* [EXERCISE OBJECTIVE] Identify every line of the data below that contains the string "golden", and copy each of those lines in full.

--- DATA SECTION ---

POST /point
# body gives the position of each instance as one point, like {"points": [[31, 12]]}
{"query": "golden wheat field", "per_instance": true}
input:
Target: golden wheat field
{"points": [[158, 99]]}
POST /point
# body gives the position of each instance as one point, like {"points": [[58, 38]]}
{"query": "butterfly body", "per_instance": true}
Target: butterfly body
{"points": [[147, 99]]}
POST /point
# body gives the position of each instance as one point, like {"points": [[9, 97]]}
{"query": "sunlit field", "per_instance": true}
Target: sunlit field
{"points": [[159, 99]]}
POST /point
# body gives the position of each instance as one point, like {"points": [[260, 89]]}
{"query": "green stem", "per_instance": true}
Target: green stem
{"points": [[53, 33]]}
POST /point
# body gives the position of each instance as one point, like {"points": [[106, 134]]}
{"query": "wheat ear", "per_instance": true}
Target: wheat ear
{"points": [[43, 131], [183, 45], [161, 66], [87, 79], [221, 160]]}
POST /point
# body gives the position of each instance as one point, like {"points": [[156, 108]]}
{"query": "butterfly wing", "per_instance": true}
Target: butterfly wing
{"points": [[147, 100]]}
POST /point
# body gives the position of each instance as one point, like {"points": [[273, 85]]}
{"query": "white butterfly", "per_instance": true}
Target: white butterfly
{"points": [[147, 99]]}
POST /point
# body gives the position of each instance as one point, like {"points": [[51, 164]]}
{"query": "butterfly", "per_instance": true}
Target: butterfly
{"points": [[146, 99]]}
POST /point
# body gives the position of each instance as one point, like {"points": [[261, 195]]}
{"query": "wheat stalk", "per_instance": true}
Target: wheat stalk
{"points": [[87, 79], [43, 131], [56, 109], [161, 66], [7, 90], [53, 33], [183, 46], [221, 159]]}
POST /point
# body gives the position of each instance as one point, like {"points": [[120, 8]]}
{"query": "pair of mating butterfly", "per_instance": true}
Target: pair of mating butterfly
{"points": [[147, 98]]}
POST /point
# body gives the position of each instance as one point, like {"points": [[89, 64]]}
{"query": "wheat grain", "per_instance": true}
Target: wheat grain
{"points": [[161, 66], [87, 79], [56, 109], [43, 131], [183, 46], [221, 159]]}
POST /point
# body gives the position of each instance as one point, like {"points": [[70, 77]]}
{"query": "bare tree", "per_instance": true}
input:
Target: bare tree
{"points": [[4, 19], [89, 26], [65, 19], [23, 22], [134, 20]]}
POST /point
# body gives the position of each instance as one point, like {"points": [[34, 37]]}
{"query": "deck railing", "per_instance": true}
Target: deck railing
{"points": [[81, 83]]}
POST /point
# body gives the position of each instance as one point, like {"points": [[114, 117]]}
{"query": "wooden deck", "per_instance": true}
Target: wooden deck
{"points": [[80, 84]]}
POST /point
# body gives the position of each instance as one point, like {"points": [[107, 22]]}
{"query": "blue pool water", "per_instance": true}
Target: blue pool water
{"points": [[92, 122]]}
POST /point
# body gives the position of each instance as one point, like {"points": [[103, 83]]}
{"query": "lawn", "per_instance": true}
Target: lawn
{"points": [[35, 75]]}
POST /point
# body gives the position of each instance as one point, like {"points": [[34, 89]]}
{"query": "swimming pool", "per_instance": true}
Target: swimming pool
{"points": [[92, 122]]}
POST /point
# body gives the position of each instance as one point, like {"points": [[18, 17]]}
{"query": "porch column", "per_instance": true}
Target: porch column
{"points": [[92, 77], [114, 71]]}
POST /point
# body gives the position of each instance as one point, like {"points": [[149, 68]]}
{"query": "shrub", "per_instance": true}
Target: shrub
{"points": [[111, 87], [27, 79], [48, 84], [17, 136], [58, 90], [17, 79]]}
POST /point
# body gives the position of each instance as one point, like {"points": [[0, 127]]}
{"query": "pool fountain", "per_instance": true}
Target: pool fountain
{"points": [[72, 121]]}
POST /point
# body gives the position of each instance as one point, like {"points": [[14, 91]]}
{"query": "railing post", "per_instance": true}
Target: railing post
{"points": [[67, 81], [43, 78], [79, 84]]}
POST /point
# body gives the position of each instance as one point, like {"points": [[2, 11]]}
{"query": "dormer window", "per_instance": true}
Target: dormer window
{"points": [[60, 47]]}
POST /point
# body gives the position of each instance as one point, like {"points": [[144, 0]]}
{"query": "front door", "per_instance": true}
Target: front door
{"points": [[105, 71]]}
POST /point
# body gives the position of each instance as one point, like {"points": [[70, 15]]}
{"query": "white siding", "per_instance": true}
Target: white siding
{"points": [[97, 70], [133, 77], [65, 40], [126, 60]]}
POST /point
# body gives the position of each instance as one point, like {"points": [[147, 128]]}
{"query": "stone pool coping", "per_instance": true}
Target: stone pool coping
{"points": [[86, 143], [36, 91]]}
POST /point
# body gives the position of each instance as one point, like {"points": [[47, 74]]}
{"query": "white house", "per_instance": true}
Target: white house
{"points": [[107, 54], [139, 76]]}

---
--- DATA SECTION ---

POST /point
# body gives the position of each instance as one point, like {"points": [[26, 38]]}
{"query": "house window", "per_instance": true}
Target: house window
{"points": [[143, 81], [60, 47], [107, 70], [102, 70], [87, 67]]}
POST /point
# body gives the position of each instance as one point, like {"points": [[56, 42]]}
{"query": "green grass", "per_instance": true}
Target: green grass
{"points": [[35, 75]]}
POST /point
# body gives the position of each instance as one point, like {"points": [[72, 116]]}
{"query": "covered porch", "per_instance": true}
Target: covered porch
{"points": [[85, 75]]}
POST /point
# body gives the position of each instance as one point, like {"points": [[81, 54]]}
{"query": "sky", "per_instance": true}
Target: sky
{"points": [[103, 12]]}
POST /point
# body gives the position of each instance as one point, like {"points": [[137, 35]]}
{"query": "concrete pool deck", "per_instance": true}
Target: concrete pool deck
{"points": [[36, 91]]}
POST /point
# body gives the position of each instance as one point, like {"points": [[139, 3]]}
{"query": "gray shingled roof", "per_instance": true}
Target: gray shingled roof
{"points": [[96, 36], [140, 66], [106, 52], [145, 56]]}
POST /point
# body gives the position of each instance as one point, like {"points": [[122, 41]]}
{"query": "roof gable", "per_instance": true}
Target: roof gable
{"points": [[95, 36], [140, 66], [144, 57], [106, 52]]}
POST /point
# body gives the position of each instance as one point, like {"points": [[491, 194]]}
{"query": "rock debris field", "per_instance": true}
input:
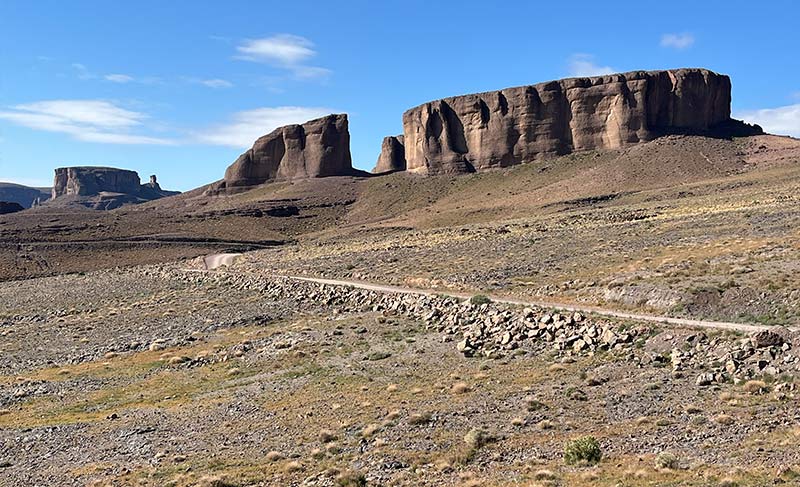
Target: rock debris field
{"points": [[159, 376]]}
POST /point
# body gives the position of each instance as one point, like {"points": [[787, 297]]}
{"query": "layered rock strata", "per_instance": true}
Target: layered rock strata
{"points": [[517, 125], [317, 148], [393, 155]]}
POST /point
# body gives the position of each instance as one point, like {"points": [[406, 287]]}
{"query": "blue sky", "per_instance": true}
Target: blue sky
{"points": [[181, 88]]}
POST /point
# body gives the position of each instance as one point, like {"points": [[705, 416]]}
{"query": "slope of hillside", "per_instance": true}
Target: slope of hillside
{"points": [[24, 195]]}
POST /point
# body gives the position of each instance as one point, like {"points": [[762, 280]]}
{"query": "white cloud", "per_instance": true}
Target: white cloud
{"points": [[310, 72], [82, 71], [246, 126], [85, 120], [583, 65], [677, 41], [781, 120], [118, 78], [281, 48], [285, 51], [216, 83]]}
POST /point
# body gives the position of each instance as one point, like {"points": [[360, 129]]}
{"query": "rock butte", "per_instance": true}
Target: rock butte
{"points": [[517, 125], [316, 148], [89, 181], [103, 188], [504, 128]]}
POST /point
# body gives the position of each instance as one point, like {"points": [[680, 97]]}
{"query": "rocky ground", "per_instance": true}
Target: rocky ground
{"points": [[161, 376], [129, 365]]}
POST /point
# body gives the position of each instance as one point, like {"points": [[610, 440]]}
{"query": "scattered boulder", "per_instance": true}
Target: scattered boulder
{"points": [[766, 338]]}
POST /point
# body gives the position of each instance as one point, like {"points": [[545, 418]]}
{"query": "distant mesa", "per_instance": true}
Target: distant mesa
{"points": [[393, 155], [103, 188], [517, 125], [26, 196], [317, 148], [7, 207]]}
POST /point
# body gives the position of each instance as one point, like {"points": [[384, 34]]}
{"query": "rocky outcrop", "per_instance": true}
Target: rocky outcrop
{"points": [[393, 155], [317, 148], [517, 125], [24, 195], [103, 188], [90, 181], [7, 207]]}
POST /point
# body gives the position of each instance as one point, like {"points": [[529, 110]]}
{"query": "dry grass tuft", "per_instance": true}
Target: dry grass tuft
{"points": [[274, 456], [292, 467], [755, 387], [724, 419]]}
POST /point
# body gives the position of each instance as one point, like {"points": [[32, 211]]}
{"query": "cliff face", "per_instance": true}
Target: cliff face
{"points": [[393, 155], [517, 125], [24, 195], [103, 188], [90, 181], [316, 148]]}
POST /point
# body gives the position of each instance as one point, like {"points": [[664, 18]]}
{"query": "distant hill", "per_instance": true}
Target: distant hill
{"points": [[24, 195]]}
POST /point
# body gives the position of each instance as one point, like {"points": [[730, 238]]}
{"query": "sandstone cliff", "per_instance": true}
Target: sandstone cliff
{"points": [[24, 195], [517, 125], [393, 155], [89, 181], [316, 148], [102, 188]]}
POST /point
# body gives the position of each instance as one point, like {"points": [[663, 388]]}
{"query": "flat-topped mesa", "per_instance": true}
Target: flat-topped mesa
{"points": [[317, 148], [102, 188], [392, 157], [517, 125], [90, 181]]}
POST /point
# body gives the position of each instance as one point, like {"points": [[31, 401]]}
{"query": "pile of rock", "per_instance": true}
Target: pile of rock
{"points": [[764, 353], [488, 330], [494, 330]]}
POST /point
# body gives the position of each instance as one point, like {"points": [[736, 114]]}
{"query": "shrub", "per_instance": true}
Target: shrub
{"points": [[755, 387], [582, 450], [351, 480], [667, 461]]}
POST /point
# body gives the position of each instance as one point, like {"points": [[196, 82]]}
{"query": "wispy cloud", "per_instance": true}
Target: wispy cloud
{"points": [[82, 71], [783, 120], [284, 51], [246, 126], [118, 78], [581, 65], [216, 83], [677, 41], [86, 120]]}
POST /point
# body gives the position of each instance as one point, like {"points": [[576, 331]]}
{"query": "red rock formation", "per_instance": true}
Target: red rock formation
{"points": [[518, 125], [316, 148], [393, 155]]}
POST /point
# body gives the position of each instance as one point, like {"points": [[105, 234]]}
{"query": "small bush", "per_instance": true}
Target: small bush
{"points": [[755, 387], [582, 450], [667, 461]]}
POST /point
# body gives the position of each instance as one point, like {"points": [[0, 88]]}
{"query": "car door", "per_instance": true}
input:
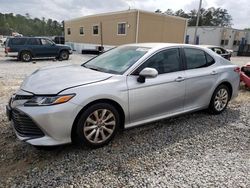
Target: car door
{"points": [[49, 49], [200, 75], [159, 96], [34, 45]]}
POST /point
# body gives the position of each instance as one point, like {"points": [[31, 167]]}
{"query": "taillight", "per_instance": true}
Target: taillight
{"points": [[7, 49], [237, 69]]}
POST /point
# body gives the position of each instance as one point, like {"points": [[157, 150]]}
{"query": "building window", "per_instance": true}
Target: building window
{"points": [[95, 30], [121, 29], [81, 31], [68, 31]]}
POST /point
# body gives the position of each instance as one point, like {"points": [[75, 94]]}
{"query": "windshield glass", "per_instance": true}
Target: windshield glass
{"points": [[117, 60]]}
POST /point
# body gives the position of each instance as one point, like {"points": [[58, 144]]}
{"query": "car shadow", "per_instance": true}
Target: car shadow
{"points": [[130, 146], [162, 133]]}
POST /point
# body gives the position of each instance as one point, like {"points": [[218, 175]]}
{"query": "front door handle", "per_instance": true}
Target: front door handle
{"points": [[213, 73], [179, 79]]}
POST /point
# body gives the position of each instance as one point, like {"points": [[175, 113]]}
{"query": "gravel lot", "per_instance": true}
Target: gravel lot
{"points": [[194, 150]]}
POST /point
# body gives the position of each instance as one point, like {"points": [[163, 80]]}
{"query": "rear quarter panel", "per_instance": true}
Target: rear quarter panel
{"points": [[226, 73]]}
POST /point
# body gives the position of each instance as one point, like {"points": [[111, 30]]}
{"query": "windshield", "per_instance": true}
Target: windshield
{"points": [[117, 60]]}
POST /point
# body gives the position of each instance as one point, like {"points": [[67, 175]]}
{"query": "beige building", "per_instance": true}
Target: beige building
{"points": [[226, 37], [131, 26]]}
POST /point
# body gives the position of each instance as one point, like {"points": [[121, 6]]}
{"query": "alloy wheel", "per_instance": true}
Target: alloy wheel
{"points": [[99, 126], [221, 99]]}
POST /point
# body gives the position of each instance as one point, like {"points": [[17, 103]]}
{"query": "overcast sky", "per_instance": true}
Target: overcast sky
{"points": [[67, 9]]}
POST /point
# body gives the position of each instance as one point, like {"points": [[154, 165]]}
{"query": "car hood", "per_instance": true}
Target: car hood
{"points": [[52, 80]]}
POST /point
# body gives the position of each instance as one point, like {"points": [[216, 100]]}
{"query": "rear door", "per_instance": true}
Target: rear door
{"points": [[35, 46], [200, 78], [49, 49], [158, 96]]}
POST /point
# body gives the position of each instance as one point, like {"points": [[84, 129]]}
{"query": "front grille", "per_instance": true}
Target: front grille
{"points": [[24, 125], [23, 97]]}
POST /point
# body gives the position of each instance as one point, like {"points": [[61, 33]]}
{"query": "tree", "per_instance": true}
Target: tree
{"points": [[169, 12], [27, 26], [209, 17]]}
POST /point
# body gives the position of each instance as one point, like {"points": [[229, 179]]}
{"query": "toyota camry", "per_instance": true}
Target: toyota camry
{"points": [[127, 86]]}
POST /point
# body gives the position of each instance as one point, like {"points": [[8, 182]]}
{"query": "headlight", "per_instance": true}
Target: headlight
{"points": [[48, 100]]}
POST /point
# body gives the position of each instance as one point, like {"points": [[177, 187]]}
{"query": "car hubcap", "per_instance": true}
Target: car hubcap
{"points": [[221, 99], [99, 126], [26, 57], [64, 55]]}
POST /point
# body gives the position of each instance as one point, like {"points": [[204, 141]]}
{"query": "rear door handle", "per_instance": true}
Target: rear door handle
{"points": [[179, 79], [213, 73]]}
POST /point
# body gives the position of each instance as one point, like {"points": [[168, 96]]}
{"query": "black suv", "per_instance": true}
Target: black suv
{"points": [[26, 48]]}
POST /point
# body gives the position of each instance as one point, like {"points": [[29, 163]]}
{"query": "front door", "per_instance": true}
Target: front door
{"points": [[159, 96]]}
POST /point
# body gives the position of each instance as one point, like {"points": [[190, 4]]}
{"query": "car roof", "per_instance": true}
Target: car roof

---
--- DATA SECTION ---

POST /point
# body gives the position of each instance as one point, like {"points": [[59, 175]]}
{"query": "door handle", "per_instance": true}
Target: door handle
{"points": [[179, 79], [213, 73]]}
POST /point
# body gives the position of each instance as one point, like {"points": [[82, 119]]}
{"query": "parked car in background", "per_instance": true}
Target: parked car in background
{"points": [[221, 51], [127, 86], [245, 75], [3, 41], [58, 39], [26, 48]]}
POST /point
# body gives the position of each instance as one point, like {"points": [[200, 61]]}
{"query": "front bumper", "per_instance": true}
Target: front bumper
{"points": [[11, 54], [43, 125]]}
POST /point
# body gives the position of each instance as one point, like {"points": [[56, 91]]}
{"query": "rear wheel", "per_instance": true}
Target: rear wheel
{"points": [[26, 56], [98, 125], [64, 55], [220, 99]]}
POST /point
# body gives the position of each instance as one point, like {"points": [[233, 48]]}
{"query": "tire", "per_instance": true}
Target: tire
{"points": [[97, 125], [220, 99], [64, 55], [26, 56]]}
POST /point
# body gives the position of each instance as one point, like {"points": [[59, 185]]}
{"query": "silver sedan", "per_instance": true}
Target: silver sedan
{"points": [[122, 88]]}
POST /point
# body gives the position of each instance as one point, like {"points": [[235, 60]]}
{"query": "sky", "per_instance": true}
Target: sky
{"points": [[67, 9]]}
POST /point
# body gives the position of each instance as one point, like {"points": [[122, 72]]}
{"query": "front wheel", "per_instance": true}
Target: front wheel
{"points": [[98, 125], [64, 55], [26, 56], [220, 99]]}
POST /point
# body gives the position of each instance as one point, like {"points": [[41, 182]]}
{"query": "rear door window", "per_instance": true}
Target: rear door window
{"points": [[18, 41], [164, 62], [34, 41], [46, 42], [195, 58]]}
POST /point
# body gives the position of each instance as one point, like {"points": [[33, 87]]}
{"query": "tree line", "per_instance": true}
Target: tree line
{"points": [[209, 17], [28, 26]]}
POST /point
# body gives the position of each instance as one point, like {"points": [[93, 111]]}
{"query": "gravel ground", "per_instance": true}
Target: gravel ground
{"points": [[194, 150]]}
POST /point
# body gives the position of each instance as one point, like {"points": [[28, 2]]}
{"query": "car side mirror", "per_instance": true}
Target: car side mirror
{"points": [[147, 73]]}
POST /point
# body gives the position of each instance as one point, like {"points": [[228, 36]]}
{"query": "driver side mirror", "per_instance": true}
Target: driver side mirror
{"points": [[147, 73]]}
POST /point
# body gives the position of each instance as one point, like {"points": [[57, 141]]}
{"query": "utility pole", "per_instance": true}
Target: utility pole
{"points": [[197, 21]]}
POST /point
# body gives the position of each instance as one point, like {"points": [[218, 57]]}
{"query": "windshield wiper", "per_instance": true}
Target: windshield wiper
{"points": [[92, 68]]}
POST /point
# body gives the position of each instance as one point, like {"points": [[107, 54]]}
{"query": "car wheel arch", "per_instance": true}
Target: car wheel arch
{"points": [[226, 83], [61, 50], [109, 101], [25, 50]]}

---

* [WRITTEN ANSWER]
{"query": "golden wheat field", "per_instance": true}
Target: golden wheat field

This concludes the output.